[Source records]
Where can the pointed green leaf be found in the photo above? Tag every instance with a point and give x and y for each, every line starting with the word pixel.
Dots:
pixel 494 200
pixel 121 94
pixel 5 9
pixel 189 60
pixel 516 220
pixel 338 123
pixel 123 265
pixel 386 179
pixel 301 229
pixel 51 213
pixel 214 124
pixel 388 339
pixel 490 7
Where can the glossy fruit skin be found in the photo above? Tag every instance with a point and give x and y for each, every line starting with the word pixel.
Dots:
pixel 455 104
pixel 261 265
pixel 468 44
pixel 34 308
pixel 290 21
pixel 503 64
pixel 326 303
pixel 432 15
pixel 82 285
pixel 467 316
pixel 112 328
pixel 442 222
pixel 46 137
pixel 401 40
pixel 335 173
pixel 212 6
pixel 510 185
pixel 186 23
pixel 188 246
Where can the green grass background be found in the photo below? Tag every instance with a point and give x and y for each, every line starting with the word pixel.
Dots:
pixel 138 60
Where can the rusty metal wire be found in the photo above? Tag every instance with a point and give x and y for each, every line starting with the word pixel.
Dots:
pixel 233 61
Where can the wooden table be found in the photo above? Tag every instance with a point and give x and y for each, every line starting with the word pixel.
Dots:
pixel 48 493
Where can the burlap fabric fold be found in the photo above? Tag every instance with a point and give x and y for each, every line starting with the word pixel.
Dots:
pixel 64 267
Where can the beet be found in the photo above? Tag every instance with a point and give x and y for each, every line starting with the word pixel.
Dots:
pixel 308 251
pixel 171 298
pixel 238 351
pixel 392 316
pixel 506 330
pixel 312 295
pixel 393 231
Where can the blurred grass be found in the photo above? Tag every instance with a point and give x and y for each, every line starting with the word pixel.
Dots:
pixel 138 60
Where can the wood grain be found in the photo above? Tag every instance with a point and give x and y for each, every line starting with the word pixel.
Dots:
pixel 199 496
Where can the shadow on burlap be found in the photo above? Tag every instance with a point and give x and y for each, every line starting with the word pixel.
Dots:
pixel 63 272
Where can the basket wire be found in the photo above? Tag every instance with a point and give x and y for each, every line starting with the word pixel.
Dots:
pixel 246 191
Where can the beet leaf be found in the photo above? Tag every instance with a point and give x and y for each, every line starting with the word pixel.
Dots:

PROBLEM: Copy the lines of the items verbatim, starting at the line containing "Where can the rusty" and ending at the line containing "pixel 393 231", with both of those lines included.

SOLUTION FOR THIS TASK:
Where can the rusty metal wire be found in the photo above? Tag every instance with a point and give x and y for each, every line starting with the word pixel.
Dots:
pixel 233 61
Where can the wooden table be found in the photo above? Tag every instance with a point and give x and y for each, every line starting with the word pixel.
Dots:
pixel 48 493
Where can the burlap fabric fold be found in the photo above? Tag every instance with a point and give x and y for each, every line starting with the word pixel.
Dots:
pixel 64 267
Where can the beet be found in the photo above? Tag every instance with a point and give x and y for each, every line starting with the word pixel.
Dots:
pixel 308 251
pixel 171 298
pixel 238 351
pixel 392 316
pixel 506 330
pixel 312 295
pixel 393 231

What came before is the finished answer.